Answer these questions from the passage about the drinking fountain below.
1. Who supervised the fountain's installation, according to the 1897 newspaper article?
2. On what date was the current plaque installed on the fountain?
3. Who painted the fountain in 1969?
** start of Provided passage **
Used with permission, Fred Lauzus

The year of installation inscribed on the plaque is refuted by an article published on October 21, 1897 in the Delaware Gazette and State Journal; “The drinking fountain recently donated by Miss Anna Burgie of Chicago, Ill., a former resident of this city, was placed in position yesterday and the finishing touches given to it, about 10 minutes before the arrival here of the donor. The work was under the supervision of Col. J. Harry Hogers.”

It is believed that installation of a dedication plaque discussed by council in 1909 never matured. The current plaque was installed on the fountain through the efforts of the grand nephews and grand niece of Annie Newlove Burgie on 29 March 1978.

The fountain was modernized in September 1940 when a bubbler was placed in the fountain; and in 1969, as reported by the New Castle Gazette, the fountain was painted by Edward Wise.
** end of Provided passage **
** start of Listing **
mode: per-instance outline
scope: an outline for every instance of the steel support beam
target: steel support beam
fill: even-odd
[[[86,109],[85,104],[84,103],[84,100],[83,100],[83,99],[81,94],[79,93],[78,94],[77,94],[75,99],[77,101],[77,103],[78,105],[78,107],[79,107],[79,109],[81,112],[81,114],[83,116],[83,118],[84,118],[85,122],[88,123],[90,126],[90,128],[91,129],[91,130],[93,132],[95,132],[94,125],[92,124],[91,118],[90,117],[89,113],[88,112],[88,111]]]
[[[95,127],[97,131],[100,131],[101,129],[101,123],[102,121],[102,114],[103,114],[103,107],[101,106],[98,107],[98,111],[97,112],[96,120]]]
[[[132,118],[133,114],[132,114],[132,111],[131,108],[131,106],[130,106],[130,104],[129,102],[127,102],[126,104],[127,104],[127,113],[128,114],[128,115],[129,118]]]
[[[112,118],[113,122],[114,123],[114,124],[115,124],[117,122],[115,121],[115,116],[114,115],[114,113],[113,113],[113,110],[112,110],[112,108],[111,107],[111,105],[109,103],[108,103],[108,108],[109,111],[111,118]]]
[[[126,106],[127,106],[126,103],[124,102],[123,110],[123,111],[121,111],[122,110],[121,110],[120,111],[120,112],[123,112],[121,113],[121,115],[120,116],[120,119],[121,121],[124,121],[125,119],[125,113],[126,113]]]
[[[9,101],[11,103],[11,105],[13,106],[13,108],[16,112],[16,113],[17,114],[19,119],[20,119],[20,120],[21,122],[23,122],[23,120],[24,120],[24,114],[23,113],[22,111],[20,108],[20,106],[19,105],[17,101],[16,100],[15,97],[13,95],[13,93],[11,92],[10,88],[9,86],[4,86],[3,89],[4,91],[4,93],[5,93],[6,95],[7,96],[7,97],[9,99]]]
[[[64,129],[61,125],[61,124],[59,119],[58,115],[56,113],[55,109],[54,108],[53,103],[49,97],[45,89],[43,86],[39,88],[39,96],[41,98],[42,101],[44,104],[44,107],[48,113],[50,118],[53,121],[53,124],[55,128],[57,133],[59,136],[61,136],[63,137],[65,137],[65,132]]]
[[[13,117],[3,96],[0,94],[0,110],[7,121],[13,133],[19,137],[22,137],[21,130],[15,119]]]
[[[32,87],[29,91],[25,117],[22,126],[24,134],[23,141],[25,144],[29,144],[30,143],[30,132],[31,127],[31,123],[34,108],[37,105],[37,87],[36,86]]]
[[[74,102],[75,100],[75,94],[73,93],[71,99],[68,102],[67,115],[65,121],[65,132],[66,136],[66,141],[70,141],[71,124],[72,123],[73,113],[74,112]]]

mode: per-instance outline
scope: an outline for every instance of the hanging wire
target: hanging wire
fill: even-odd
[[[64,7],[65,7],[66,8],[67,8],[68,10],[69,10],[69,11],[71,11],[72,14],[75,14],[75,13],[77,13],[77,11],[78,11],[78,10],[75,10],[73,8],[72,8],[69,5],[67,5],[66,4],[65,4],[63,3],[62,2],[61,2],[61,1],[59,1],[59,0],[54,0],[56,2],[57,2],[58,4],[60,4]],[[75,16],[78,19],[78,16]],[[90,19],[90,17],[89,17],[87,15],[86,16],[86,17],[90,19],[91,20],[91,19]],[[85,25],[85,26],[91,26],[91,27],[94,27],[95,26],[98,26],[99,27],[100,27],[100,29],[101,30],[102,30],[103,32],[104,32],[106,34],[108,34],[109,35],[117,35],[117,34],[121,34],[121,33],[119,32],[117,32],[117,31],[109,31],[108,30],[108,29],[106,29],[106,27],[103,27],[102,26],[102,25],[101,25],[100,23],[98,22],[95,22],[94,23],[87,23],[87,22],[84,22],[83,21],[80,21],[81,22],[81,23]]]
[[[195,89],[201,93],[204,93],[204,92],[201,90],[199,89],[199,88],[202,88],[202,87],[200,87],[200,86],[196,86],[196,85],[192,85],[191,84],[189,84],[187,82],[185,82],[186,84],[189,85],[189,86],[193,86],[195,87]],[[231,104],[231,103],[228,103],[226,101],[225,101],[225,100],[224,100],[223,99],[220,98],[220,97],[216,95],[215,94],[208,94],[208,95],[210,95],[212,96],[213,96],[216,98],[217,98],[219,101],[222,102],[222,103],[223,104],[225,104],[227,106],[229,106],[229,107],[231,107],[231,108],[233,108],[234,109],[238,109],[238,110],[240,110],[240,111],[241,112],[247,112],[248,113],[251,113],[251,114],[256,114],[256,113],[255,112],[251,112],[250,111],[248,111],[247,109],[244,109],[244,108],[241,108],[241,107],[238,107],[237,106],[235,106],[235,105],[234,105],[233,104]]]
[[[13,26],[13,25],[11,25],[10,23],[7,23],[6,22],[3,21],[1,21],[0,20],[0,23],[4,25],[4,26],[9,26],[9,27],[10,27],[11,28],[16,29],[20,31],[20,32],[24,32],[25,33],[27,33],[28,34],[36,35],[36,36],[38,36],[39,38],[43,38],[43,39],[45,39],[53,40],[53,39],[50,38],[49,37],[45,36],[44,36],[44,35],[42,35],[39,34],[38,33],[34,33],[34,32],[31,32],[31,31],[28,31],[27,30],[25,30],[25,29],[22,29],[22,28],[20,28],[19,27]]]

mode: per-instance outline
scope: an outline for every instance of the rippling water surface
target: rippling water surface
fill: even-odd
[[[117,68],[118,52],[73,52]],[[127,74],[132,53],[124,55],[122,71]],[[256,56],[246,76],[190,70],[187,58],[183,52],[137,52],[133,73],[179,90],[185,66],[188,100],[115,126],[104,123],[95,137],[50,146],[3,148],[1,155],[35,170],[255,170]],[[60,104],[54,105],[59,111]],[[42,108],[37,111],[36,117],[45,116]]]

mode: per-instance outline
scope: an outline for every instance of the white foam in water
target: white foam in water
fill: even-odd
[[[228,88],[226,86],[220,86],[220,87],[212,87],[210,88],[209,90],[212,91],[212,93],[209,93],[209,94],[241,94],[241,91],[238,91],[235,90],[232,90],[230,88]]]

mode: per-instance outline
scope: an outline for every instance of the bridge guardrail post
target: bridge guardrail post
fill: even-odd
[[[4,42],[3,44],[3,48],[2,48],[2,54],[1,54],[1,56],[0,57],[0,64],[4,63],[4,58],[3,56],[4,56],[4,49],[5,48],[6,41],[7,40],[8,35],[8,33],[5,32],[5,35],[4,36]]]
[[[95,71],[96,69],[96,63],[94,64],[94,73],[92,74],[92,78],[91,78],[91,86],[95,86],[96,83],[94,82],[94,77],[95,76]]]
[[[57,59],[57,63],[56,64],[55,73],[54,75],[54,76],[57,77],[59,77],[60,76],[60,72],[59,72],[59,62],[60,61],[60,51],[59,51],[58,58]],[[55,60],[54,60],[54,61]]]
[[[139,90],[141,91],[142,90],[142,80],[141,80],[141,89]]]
** end of Listing **
Finished exercise »
1. Col. J. Harry Hogers
2. 29 March 1978
3. Edward Wise